2. Optimized Core Web Vitals
Velvet & Thread's site was loading in 5.2 seconds on mobile, primarily due to unoptimized product photography. Fashion stores are particularly susceptible to image bloat because high-quality lifestyle photography is central to the brand experience. They:
- Implemented automatic WebP conversion for all product images via BigCommerce's Akamai CDN
- Added responsive image srcsets with appropriate breakpoints for mobile, tablet, and desktop
- Deferred non-critical JavaScript including social proof widgets and chat plugins
- Enabled BigCommerce's built-in CDN edge caching for static assets
Mobile load time dropped to 2.1 seconds. AI agents factor site performance into their trust and reliability signals. A fast, stable store with accurate data gets recommended over a slow one with similar products.

*Supplied information*.
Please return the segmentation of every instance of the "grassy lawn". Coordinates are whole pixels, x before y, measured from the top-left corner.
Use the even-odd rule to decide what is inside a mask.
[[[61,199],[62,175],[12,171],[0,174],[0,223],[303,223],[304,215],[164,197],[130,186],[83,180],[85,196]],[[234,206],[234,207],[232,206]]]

*Your assignment*.
Please repeat the part of the Core Web Vitals text that opens with the words "2. Optimized Core" and closes with "with similar products.", replacing "BigCommerce's" with "the platform's". The lines are separate material, apart from the Core Web Vitals text.

*Response area*.
2. Optimized Core Web Vitals
Velvet & Thread's site was loading in 5.2 seconds on mobile, primarily due to unoptimized product photography. Fashion stores are particularly susceptible to image bloat because high-quality lifestyle photography is central to the brand experience. They:
- Implemented automatic WebP conversion for all product images via the platform's Akamai CDN
- Added responsive image srcsets with appropriate breakpoints for mobile, tablet, and desktop
- Deferred non-critical JavaScript including social proof widgets and chat plugins
- Enabled the platform's built-in CDN edge caching for static assets
Mobile load time dropped to 2.1 seconds. AI agents factor site performance into their trust and reliability signals. A fast, stable store with accurate data gets recommended over a slow one with similar products.